From the line with "segment sedge inflorescence" through the final line of the entries below, write out each line exactly and nothing else.

──────── Data excerpts

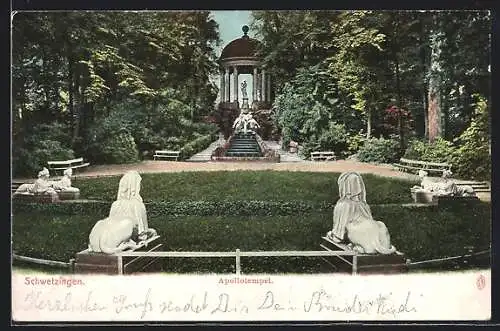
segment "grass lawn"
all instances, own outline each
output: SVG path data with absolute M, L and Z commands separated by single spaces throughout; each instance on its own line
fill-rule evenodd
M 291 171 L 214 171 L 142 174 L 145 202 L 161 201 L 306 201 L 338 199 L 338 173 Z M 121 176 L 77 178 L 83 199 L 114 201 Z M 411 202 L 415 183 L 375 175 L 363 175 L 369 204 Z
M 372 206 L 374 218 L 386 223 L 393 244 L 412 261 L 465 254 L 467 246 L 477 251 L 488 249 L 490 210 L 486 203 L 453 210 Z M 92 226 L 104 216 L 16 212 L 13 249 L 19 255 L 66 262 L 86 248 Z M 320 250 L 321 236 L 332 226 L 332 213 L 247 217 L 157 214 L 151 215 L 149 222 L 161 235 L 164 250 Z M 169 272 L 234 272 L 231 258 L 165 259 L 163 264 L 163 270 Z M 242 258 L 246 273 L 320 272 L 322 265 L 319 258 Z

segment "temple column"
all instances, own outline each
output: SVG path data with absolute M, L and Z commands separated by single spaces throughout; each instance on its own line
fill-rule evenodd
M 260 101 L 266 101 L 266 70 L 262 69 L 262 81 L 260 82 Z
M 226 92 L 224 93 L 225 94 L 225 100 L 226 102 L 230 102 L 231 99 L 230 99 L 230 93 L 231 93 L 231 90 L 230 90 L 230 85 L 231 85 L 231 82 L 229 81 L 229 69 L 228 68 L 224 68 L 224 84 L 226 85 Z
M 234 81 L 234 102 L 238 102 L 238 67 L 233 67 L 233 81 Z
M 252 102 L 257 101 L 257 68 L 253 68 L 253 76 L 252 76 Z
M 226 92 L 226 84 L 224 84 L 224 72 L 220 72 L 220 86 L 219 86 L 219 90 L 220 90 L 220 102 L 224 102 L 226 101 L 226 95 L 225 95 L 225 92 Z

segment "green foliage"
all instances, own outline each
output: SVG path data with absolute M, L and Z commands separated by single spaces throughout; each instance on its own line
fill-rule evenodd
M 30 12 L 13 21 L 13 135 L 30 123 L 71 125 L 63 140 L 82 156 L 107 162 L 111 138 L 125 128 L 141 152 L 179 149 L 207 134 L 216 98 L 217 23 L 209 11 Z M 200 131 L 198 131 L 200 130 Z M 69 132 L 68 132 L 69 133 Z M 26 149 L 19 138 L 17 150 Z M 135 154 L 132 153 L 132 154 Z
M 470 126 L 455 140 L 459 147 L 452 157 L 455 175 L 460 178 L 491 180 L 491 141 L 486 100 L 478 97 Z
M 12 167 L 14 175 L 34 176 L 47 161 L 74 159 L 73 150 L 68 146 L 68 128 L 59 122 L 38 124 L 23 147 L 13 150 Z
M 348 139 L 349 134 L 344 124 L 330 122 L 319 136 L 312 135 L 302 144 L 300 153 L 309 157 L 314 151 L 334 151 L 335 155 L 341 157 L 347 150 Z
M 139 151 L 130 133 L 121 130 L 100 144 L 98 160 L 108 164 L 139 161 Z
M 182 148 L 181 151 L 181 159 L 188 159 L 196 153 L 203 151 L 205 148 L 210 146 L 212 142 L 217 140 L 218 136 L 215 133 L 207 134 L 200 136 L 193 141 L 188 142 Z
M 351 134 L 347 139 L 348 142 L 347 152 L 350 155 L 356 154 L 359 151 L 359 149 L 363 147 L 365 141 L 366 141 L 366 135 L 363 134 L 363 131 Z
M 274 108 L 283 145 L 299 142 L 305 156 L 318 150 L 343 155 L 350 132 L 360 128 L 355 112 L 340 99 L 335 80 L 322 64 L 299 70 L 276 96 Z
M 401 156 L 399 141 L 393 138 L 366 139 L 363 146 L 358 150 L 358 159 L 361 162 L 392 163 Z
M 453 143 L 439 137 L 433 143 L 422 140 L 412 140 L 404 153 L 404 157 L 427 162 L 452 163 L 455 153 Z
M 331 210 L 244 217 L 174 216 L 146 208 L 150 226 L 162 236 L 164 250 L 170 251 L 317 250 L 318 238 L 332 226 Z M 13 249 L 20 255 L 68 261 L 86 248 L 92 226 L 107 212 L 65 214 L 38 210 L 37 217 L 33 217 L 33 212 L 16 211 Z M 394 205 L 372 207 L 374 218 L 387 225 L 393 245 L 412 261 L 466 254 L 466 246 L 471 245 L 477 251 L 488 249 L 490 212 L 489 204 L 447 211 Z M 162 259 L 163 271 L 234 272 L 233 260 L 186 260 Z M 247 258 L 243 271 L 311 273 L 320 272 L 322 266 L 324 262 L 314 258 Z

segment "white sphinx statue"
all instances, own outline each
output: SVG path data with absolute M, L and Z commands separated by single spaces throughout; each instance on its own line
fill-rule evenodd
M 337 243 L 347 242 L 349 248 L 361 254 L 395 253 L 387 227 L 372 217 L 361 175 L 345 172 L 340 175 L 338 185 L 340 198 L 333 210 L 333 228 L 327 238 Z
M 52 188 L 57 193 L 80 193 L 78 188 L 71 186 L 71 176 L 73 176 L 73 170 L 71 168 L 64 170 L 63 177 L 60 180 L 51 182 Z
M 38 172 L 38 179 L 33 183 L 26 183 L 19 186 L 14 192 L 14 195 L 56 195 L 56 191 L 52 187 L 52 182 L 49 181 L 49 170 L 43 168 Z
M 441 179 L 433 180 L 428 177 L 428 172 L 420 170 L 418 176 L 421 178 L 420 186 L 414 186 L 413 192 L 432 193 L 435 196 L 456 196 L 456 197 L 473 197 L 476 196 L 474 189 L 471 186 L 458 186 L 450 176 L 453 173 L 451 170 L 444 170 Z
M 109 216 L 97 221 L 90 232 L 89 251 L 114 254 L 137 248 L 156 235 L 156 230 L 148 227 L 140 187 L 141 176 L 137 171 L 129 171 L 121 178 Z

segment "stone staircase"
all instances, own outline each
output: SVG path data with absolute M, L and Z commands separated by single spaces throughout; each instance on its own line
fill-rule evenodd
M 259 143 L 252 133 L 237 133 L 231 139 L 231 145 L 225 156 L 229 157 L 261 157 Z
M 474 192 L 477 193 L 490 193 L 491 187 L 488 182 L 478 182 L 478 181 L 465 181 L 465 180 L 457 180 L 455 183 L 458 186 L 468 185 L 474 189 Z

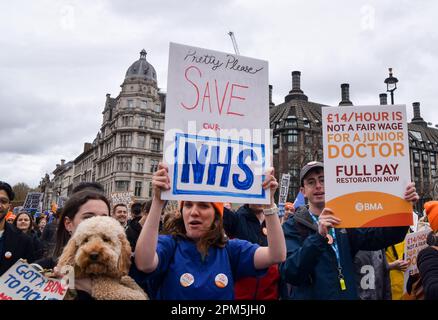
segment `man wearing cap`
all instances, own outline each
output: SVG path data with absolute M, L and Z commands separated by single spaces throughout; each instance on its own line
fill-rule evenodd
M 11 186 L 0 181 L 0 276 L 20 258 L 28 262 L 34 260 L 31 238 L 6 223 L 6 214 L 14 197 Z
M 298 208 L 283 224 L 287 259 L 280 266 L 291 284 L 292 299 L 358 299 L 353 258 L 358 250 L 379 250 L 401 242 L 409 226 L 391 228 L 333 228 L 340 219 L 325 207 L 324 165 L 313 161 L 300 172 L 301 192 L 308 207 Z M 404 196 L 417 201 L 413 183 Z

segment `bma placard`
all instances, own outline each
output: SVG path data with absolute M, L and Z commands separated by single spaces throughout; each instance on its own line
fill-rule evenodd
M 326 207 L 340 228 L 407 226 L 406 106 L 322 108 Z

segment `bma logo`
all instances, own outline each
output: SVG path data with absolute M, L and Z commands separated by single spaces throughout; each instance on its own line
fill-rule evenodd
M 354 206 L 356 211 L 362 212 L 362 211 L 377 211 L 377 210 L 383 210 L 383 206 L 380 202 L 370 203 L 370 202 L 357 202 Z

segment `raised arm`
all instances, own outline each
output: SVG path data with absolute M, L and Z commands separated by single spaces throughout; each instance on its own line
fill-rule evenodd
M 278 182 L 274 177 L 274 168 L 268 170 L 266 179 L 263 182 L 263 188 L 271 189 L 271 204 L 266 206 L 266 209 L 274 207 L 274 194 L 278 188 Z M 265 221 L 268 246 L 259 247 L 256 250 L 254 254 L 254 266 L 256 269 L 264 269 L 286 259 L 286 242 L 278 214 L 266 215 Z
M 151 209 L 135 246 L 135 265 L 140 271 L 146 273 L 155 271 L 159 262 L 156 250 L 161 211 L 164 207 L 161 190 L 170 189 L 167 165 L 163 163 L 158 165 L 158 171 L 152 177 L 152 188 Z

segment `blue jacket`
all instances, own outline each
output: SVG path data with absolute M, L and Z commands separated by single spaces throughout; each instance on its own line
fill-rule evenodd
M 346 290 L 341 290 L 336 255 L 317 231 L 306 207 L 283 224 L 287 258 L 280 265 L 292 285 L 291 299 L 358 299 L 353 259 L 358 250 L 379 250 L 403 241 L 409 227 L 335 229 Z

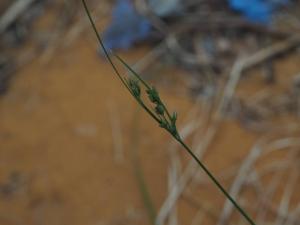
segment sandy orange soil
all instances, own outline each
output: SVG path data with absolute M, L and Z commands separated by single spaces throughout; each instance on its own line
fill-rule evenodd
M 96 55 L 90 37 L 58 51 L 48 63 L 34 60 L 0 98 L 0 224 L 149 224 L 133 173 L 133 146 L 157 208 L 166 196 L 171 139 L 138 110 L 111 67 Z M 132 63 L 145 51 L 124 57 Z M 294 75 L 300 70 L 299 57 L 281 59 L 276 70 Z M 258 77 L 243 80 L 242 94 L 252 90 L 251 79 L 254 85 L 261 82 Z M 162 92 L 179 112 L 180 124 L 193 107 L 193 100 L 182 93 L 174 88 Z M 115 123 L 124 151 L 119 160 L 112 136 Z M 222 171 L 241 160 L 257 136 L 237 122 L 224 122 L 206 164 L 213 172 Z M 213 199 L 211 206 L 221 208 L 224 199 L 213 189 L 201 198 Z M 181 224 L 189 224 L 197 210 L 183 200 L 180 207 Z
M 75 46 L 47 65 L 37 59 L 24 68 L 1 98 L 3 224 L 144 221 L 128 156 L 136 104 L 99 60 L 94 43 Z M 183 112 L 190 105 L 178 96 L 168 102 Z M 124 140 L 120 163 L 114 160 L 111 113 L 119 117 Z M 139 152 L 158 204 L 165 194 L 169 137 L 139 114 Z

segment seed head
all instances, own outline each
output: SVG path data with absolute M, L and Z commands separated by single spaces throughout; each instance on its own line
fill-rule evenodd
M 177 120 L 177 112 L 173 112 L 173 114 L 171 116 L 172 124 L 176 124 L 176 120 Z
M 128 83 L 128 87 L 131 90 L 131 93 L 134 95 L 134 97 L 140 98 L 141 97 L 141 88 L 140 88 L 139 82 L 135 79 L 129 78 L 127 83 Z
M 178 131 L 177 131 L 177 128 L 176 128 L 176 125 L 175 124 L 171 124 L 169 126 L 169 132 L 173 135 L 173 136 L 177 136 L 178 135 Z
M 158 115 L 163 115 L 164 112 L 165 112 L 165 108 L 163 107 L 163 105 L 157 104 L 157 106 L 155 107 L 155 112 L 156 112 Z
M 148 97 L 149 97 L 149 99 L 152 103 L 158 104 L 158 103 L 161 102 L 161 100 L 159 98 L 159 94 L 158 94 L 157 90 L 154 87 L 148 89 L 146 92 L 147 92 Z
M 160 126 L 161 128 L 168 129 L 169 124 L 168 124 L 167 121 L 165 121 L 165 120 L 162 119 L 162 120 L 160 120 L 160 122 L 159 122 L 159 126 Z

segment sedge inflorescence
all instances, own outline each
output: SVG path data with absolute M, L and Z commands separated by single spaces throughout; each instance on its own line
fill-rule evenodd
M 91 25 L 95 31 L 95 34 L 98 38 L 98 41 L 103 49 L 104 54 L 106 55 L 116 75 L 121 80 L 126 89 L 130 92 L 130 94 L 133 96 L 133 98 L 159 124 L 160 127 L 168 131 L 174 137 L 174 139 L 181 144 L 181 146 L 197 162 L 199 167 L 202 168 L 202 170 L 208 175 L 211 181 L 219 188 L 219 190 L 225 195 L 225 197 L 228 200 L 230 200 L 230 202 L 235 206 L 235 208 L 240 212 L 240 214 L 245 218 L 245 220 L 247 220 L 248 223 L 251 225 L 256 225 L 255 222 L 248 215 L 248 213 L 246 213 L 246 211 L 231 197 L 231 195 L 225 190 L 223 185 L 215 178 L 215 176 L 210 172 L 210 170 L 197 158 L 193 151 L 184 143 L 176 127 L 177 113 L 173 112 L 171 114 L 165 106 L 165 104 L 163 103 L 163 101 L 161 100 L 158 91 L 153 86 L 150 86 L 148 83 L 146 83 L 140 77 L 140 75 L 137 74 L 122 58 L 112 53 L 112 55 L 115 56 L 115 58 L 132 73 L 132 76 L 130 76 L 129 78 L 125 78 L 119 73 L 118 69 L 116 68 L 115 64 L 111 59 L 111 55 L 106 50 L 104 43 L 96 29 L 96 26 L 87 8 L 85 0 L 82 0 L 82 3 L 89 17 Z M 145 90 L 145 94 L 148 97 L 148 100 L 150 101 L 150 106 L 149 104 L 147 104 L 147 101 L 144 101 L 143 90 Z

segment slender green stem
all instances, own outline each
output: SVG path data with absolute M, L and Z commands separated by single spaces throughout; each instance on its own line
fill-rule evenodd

────────────────

▶ [Reply]
segment sedge inflorescence
all instances, own outline each
output: SVG path data with absolute M, L and Z commands separated by single spaces throughout; each instance on its own line
fill-rule evenodd
M 91 25 L 95 31 L 95 34 L 98 38 L 98 41 L 103 49 L 104 54 L 106 55 L 116 75 L 121 80 L 126 89 L 130 92 L 130 94 L 133 96 L 133 98 L 159 124 L 160 127 L 168 131 L 174 137 L 174 139 L 181 144 L 181 146 L 197 162 L 199 167 L 202 168 L 202 170 L 208 175 L 211 181 L 219 188 L 219 190 L 225 195 L 225 197 L 228 200 L 230 200 L 230 202 L 235 206 L 235 208 L 240 212 L 240 214 L 245 218 L 245 220 L 247 220 L 248 223 L 251 225 L 256 225 L 255 222 L 248 215 L 248 213 L 246 213 L 246 211 L 231 197 L 231 195 L 225 190 L 223 185 L 215 178 L 215 176 L 210 172 L 210 170 L 197 158 L 193 151 L 184 143 L 176 127 L 177 113 L 173 112 L 171 114 L 165 106 L 165 104 L 163 103 L 163 101 L 161 100 L 158 91 L 153 86 L 150 86 L 148 83 L 146 83 L 140 77 L 140 75 L 137 74 L 122 58 L 112 53 L 112 55 L 115 56 L 115 58 L 132 73 L 132 76 L 130 76 L 129 78 L 125 78 L 119 73 L 118 69 L 116 68 L 115 64 L 111 59 L 111 55 L 106 50 L 104 43 L 96 29 L 96 26 L 87 8 L 85 0 L 82 0 L 82 3 L 89 17 Z M 145 90 L 145 94 L 148 97 L 148 100 L 150 101 L 150 106 L 149 104 L 147 104 L 147 101 L 144 101 L 143 90 Z

segment slender green stem
all instances, own outline each
output: SVG path data with absolute M, L and Z commands separated by single spaces throughout; each instance on its own line
fill-rule evenodd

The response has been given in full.